I know Terry you will have something to say to me on this (and prob a few others) but I don't think that Victoria Stillwell is good enough to 'compete' with CM and his empire.
Her technique, spiel and lets be honest her knowledge is not good enough and too easy to poke holes in - if we want to 'compete' (don't like the term here) with DW and the likes we have to be bullet proof and very very very good.
I have watched all her eps from the UK series' and all the US ones that have been aired here so far (there may be more?) but she is just not good enough. Don't get me wrong when it first started in the UK she was worse and seems to have got better advisors/researchers and certainly R+ friends since she went stateside but those early eps are still available to watch invarious places around the web and occassionally repeated on TV   

To truly promote the R+ message we need someone better able to represent R+ training. Just my two cents and concern


----------



## leashedForLife (Nov 1, 2009)

tripod said:


> ...I don't think that Victoria Stillwell is good enough to 'compete' with CM and his empire.


hey, anne! :--) 
nope, no argument from me... but IMO it is not *vic stilwell* who is COMPETING - it is pos-R as a method. 
its a doggone shame, but at the moment, she IS the only pos-R trainer with a major evening-show  bummer, 
i would dearly love to see competition with 2 or 3 shows of REWARD-based training vs jerk, choke, poke, 
but whaddya gonna do?

• _TASK_:
Copy word for word the passage of the forum thread above that opens with the words containing "Her technique, spiel" and closes with "very very good.".

• _SUPPLIED INFORMATION_:
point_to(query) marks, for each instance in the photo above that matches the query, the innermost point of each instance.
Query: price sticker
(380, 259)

• _RESULT_:
Her technique, spiel and lets be honest her knowledge is not good enough and too easy to poke holes in - if we want to 'compete' (don't like the term here) with DW and the likes we have to be bullet proof and very very very good.